— Start AVAILABLE RECORDS —

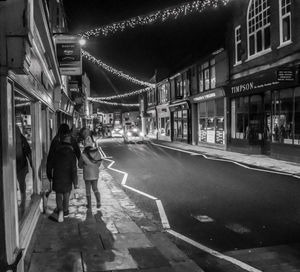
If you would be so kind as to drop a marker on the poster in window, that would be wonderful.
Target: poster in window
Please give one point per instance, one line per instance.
(68, 52)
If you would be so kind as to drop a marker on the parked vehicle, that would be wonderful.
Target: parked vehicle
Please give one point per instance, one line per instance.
(133, 135)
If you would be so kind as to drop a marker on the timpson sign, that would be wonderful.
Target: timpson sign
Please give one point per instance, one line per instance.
(264, 82)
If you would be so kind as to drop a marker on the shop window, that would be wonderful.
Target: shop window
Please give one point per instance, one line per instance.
(240, 118)
(23, 139)
(285, 21)
(258, 26)
(296, 132)
(282, 118)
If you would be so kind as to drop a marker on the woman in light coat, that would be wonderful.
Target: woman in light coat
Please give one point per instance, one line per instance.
(90, 161)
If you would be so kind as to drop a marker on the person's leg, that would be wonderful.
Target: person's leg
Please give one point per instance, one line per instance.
(96, 192)
(59, 205)
(21, 176)
(66, 203)
(88, 194)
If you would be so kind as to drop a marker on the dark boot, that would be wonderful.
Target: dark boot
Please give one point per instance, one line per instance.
(97, 195)
(89, 202)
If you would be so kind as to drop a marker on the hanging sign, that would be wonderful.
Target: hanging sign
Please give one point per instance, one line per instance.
(68, 52)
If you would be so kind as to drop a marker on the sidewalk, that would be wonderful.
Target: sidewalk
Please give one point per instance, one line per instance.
(258, 161)
(117, 238)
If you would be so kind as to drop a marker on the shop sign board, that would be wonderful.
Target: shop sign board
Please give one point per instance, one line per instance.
(270, 80)
(68, 51)
(286, 75)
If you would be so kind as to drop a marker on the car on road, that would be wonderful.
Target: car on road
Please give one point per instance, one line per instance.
(117, 133)
(133, 135)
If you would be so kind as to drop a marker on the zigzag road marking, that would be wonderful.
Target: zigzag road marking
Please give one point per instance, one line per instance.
(166, 225)
(228, 160)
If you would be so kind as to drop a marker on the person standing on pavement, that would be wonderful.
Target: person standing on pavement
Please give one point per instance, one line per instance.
(64, 174)
(62, 130)
(90, 161)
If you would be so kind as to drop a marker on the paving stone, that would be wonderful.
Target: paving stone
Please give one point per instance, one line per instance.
(131, 240)
(107, 260)
(125, 226)
(56, 261)
(148, 257)
(166, 247)
(186, 266)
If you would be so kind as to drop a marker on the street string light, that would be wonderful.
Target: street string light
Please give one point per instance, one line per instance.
(114, 71)
(160, 15)
(112, 103)
(125, 95)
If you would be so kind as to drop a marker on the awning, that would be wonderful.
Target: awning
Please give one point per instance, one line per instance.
(181, 105)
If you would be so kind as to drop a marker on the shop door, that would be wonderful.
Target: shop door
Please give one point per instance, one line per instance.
(267, 124)
(255, 129)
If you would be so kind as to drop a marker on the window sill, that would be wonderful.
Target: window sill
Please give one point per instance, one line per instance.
(237, 64)
(284, 44)
(260, 54)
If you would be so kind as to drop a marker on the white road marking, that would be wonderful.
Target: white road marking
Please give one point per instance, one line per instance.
(162, 214)
(237, 228)
(166, 225)
(203, 218)
(228, 160)
(213, 252)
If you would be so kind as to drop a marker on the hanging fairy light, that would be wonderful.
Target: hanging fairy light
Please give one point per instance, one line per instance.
(125, 95)
(113, 103)
(160, 15)
(113, 70)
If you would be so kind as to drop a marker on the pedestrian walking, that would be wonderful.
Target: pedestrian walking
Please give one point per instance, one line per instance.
(62, 130)
(63, 173)
(90, 161)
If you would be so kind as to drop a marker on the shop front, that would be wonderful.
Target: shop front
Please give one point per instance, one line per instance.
(265, 114)
(181, 121)
(151, 124)
(208, 111)
(164, 125)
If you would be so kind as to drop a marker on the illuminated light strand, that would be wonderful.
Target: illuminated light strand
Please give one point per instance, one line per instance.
(114, 71)
(137, 92)
(160, 15)
(113, 103)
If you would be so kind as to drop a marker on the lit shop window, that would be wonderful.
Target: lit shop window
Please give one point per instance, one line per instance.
(258, 22)
(23, 135)
(285, 21)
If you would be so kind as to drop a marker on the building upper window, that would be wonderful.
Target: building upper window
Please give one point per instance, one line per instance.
(179, 87)
(207, 75)
(238, 42)
(258, 26)
(163, 93)
(285, 21)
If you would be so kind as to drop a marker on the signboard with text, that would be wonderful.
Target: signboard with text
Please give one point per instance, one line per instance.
(68, 52)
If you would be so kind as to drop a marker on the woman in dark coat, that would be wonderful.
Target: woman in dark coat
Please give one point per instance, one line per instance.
(62, 130)
(64, 174)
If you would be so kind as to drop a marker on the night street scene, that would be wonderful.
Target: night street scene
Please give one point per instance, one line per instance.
(150, 135)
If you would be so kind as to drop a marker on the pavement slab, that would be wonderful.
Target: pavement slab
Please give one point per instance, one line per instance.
(131, 240)
(56, 261)
(107, 260)
(148, 257)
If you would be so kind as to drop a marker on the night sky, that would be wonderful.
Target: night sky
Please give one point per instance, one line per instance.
(166, 46)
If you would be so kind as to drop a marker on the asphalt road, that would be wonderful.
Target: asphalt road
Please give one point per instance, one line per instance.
(218, 204)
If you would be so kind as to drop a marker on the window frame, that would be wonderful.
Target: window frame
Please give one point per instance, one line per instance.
(281, 19)
(237, 41)
(258, 14)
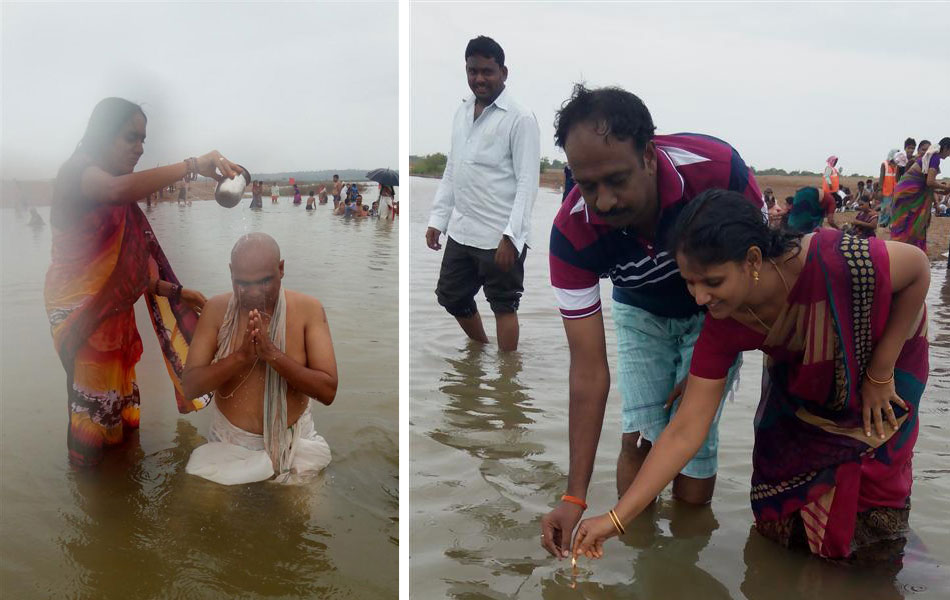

— End AVAILABLE RECORDS —

▶ [DIRECTIONS FOR THIS TASK]
Copy all of the material above, replacing "drop a marker" with "place a pin" throughout and leaving everything else unchanged. Leave out the pictures.

▶ [SOLUTION]
If you would be so kind as to place a pin on the poster in window, that would be wonderful.
Target: poster in window
Please give one point per instance, one line per instance.
(68, 52)
If you would be so kind as to place a pin on the parked vehicle, that would be wonderful.
Target: parked vehicle
Please give one point per instance, one line per instance.
(133, 135)
If you would be so kind as to place a pin on the timpson sign, that would be wonderful.
Target: timpson sign
Please give one point per instance, one line per instance.
(264, 82)
If you would be so kind as to place a pin on the shop window, that would be wonderful.
Target: shop window
Please give one point per instance, one line per instance.
(240, 118)
(23, 139)
(285, 21)
(258, 26)
(296, 132)
(282, 118)
If you would be so kind as to place a pin on the woman in light coat, that would be wonderful.
Target: woman in light coat
Please give one point per instance, one line per instance.
(90, 161)
If you would be so kind as to place a pin on the person's leg, that would be wonderful.
Target: person's leg
Please give one point per instance, one line per instance.
(96, 192)
(59, 205)
(21, 176)
(66, 203)
(88, 194)
If you would be so kind as to place a pin on the dark boot, that would be wonderful.
Target: dark boot
Please give one point per instance, one line per instance.
(97, 195)
(89, 202)
If you would be so kind as to place a pin on the hanging sign, that would be wonderful.
Target: hanging sign
Please give one point per instance, one line per instance.
(68, 52)
If you would be so kind as to place a pin on the sidewalk, that would be wonderful.
Target: sidewalk
Please give one point per instance, one line per instance.
(258, 161)
(117, 238)
If you would be so kind as to place a pin on the shop sign board, that would be wonderful.
Target: shop sign board
Please give one point per instance, one line per instance.
(270, 80)
(68, 51)
(286, 75)
If you would be so kind as to place a pin on the car on road, that would be wonderful.
Target: car on road
Please give one point per instance, one line per instance.
(117, 133)
(133, 135)
If you would be so kind as to place a pin on the zigzag road marking, that would be wonderful.
Target: zigzag road marking
Please give one point per instance, one line per instance.
(166, 225)
(228, 160)
If you would be so kind as to place a pin on the person standing on pavement, that would be wonderful.
Target: person standing on pavement
Please give one point per instance, one line per instance.
(64, 174)
(62, 130)
(90, 161)
If you would be so kind as to place a pin on the paving stone, that would be wonderful.
Target: paving stone
Please give one point per instance, one line per instance.
(131, 240)
(107, 260)
(125, 226)
(56, 261)
(148, 257)
(166, 247)
(186, 266)
If you would be so kind as to place a pin on the street string light, that would be wonderful.
Target: street string light
Please give one point per instance, one line per instance.
(114, 71)
(160, 15)
(112, 103)
(125, 95)
If you would be so kind as to place a pin on the awning, that would be wonderful.
Target: awning
Please give one point per instance, one line per instance.
(181, 105)
If you would be so kind as to place a pin on the shop door, that would be wonderful.
Target: shop door
Please give one point per instance, one line per instance.
(267, 124)
(255, 129)
If you would be so kind as to place a pin on the window sill, that would be wonderful.
Target: window sill
Please give one point per instance, one line per instance.
(237, 64)
(284, 44)
(260, 54)
If you would be so kind as to place a pin on the white road marking, that would be wonderful.
Target: white road marking
Please give one point per instance, one line per instance.
(162, 214)
(237, 228)
(166, 225)
(203, 218)
(228, 160)
(213, 252)
If you would be so kind as to place a pin on the hanging fairy light, that would be wonderful.
Target: hanging fairy light
Please give one point per instance, one line per instance.
(125, 95)
(113, 103)
(160, 15)
(113, 70)
If you would be so kind as to place a pin on the pedestrian walking, that would be wonderful.
Target: pedestrian walking
Please give one point per instance, one line per instance.
(62, 130)
(63, 173)
(90, 161)
If you would be so kind as to place a pin on the shop front, that would be wonderful.
Target: shop front
Please give one point per instance, one line per instance.
(265, 114)
(181, 121)
(151, 124)
(208, 111)
(164, 125)
If you would be so kind as to place a pin on the illuminated light strand, that would be wonderful.
Target: illuminated light strand
Please give one point per instance, one line per instance.
(114, 71)
(137, 92)
(160, 15)
(113, 103)
If you would be so kind as to place a pin on the lit shop window, that would be wonderful.
Target: lit shop window
Please give one point per instance, one line per instance.
(258, 22)
(23, 135)
(285, 21)
If you would be so kind as to place a pin on the building upper window, that would be wonderful.
Target: building upper window
Please give one point per instance, one line per instance.
(179, 87)
(207, 75)
(238, 42)
(258, 26)
(163, 93)
(285, 21)
If you would be so kind as to place a pin on the signboard with text, that would be wonderful.
Target: signboard with text
Please give one point per instance, one line per instance.
(68, 52)
If you would be so kind as to place a pin on the woman in dark coat, that would be wonderful.
Target: woman in dark coat
Please give one point per instance, one line per instance.
(62, 130)
(64, 174)
If you would be so kind as to place a pin on the night street scene, that would be wonderful.
Target: night street scene
Please give one point per instance, one line per instance.
(150, 135)
If you would be so kind as to place a pin on the pavement slab, that would be wonderful.
Target: pavement slab
Please give one point per instance, one line per instance.
(131, 240)
(56, 261)
(107, 260)
(148, 257)
If you would be so kind as to place a pin on the night sky, that would be wonderful.
Target: night sky
Please give one point per instance, one line per instance.
(166, 46)
If you would be so kind as to place a pin on the asphalt road, that would be wonderful.
Target: asphalt road
Please give one point per instance, one line per instance.
(218, 204)
If you would be so kind as to place a pin on the window frame, that would be wonderful.
Target: window frame
Please give one point per instance, one line per instance.
(281, 19)
(237, 41)
(258, 14)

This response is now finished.